--- BEGIN Records for the exercise ---
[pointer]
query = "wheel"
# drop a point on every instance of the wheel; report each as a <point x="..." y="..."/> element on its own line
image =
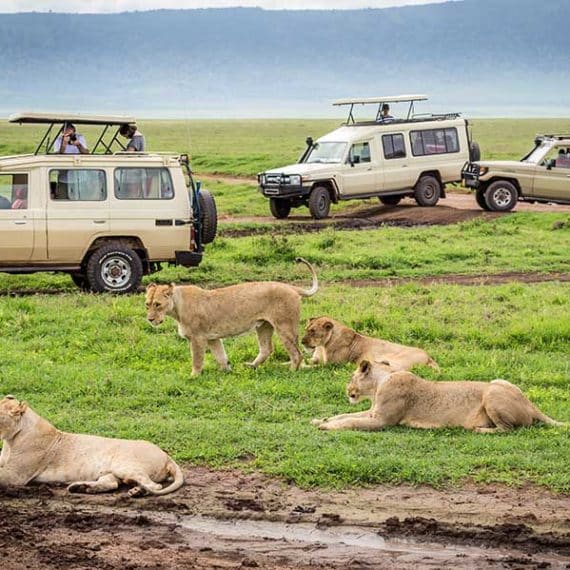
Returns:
<point x="279" y="208"/>
<point x="114" y="268"/>
<point x="208" y="216"/>
<point x="319" y="202"/>
<point x="80" y="280"/>
<point x="501" y="196"/>
<point x="474" y="151"/>
<point x="390" y="200"/>
<point x="480" y="198"/>
<point x="427" y="191"/>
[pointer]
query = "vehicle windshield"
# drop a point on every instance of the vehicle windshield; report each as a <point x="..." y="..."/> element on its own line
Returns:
<point x="326" y="153"/>
<point x="538" y="153"/>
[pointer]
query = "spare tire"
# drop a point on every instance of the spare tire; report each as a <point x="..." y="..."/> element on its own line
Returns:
<point x="208" y="216"/>
<point x="474" y="151"/>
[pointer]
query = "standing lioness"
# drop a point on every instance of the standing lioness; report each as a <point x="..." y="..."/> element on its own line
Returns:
<point x="335" y="343"/>
<point x="206" y="317"/>
<point x="401" y="398"/>
<point x="34" y="450"/>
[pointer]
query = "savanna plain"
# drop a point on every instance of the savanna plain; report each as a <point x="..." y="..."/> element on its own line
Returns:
<point x="488" y="297"/>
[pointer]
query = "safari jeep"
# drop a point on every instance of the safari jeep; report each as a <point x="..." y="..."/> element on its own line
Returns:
<point x="106" y="218"/>
<point x="543" y="175"/>
<point x="387" y="157"/>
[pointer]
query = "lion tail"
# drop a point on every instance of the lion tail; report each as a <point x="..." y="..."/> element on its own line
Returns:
<point x="177" y="476"/>
<point x="315" y="286"/>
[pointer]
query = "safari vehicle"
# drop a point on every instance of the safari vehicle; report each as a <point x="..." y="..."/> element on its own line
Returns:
<point x="385" y="157"/>
<point x="543" y="175"/>
<point x="107" y="218"/>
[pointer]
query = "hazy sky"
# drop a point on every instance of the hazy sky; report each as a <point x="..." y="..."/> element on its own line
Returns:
<point x="92" y="6"/>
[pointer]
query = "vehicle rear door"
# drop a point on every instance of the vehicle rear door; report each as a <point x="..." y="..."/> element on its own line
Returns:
<point x="361" y="173"/>
<point x="17" y="216"/>
<point x="397" y="174"/>
<point x="77" y="212"/>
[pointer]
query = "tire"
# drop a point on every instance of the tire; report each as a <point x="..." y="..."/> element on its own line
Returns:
<point x="208" y="216"/>
<point x="80" y="280"/>
<point x="501" y="196"/>
<point x="319" y="202"/>
<point x="279" y="208"/>
<point x="114" y="268"/>
<point x="390" y="200"/>
<point x="474" y="151"/>
<point x="427" y="191"/>
<point x="480" y="198"/>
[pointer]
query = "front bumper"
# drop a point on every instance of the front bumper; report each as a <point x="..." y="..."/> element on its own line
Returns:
<point x="188" y="258"/>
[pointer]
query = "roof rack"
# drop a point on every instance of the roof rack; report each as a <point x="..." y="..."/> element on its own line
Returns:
<point x="380" y="101"/>
<point x="62" y="119"/>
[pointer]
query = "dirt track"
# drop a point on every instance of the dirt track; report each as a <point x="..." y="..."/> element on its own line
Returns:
<point x="234" y="520"/>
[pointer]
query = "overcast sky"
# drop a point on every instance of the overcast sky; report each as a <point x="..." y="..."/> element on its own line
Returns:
<point x="92" y="6"/>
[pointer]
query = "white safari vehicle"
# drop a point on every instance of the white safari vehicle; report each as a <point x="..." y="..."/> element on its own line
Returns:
<point x="388" y="157"/>
<point x="107" y="218"/>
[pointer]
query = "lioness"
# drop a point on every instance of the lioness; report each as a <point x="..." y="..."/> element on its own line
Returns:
--- END Records for the exercise ---
Gather every line in the entries above that contains the word "door".

query = "vehicle rear door"
# drop a point on every instance of the vehicle rear door; report each as a <point x="..." y="..."/> element on its own line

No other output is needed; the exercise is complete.